━━━━━ Extrait de page ━━━━━

La lecture de Proust est plurielle : multiples sont les manières de monter dans le « train » de la Recherche.
Bertrand Leclair
Le train de Proust
La lecture de Proust est plurielle : multiples sont les manières de monter dans le « train » de la Recherche.

En lisant Proust, nous ne sommes pas ses lecteurs (le possessif d’ailleurs est risible, mes lecteurs, mon public, etc.), mais les lecteurs de nous-mêmes. En le lisant, nous lisons en nous-mêmes. À la recherche du temps perdu est notre propre recherche. « Pour en revenir à moi-même, je pensais plus modestement à mon livre, et ce serait même inexact que de dire en pensant à ceux qui le liraient, à mes lecteurs. Car ils ne seraient pas, comme je l’ai déjà montré, mes lecteurs, mais les propres lecteurs d’eux-mêmes » (Le Temps retrouvé). Bertrand Leclair ne déroge pas à cette loi. Nous partageons avant tout l’expérience singulière d’un lecteur qui ne prétend pas délivrer un « savoir » ni la vérité de Proust ; d’un lecteur qui monte dans « son » train et qui part à la recherche de sa vérité, de sa vérité de lecteur, ou d’un lecteur en quête de sa vérité d’écrivain.

On ne peut pas se comparer à Proust, répétait Roland Barthes. En revanche, ajoutait-il, il est possible de s’identifier au narrateur qui finit par se dire qu’il va pouvoir écrire le livre que nous venons de lire, tout ce temps perdu qui s’est écrit page après page. Comme la vie n’explique pas l’œuvre, Proust n’est pas le narrateur, ne travaille pas comme le narrateur. « Là encore, écrit Bertrand Leclair, il est impératif de distinguer l’œuvre de ce dont elle se nourrit, et donc l’expérience du narrateur de celle de l’auteur. »

Peu importe au fond le nombre de lectures « intégrales » que telle ou tel a déjà effectué. Lire Proust n’est pas un « sport », ni une performance, et ne relève pas d’un palmarès. Notre lecture peut très bien être fragmentaire. Les arrêts, les étapes, les gares de triage, les aiguillages, les tunnels, les ponts, les destinations, varient d’un lecteur à l’autre. La construction même de la Recherche pose des questions éditoriales puisque les trois derniers tomes sont posthumes (La Prisonnière paraît en 1923, La Fugitive en 1925 et Le Temps retrouvé en 1927). L’œuvre s’achève dans l’inachevé et ne cesse plus de ressusciter cent ans après la mort de son auteur. Des lecteurs privilégient la première partie (du côté de chez Swann jusqu’au côté de Guermantes) ; d’autres privilégient la seconde partie, le « roman d’Albertine », avec les côtés de Sodome (de Charlus) et de Gomorrhe qui élargissent, agrandissent indéfiniment la Recherche, ce « Nil du langage », selon Walter Benjamin, « qui déborde ici, pour les fertiliser, sur les plaines de la vérité ».

━━━━━

• Consigne 1
Répondez à ces questions sur l'extrait consacré à la lecture de Proust :
(a) En quelle année paraît La Fugitive ?
(b) Qui a qualifié la Recherche de « Nil du langage » ?
(c) Qui répétait qu'on ne peut pas se comparer à Proust ?
Les enregistrements qui suivent n'ont aucun lien avec le texte.

━━━━━ Données de l'exercice ━━━━━

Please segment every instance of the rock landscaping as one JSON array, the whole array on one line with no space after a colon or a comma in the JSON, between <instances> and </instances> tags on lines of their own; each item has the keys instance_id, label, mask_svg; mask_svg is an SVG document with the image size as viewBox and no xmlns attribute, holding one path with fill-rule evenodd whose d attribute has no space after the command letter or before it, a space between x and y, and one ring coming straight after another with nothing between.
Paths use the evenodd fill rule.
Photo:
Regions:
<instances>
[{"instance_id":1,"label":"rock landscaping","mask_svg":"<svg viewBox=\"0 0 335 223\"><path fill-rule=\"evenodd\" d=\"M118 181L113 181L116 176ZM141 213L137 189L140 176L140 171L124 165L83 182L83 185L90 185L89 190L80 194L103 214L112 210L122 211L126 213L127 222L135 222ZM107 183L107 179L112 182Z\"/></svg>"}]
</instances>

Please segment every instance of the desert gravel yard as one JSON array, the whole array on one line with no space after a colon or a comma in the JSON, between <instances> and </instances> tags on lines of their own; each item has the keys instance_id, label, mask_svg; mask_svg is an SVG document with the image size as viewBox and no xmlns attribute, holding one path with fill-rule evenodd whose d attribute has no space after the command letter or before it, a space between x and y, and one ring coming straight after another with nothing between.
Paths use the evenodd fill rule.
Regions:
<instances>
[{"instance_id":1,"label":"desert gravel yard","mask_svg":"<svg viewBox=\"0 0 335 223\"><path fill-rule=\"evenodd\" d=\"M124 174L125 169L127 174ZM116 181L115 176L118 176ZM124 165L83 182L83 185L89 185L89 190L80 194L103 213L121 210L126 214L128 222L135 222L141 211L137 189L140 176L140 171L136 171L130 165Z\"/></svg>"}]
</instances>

━━━━━

• Consigne 2
Recopiez tel quel le passage des enregistrements qui va de la ligne contenant « Please segment every instance of the desert » jusqu'à la fin des enregistrements, ces deux lignes comprises.

• Résultat final 1
(a) En 1925.
(b) Walter Benjamin.
(c) Roland Barthes.

• Résultat final 2
Please segment every instance of the desert gravel yard as one JSON array, the whole array on one line with no space after a colon or a comma in the JSON, between <instances> and </instances> tags on lines of their own; each item has the keys instance_id, label, mask_svg; mask_svg is an SVG document with the image size as viewBox and no xmlns attribute, holding one path with fill-rule evenodd whose d attribute has no space after the command letter or before it, a space between x and y, and one ring coming straight after another with nothing between.
Paths use the evenodd fill rule.
Regions:
<instances>
[{"instance_id":1,"label":"desert gravel yard","mask_svg":"<svg viewBox=\"0 0 335 223\"><path fill-rule=\"evenodd\" d=\"M124 174L125 169L127 174ZM116 181L115 176L118 176ZM124 165L83 182L83 185L89 185L89 190L80 194L103 213L121 210L126 214L128 222L135 222L141 211L137 189L140 176L140 171L136 171L130 165Z\"/></svg>"}]
</instances>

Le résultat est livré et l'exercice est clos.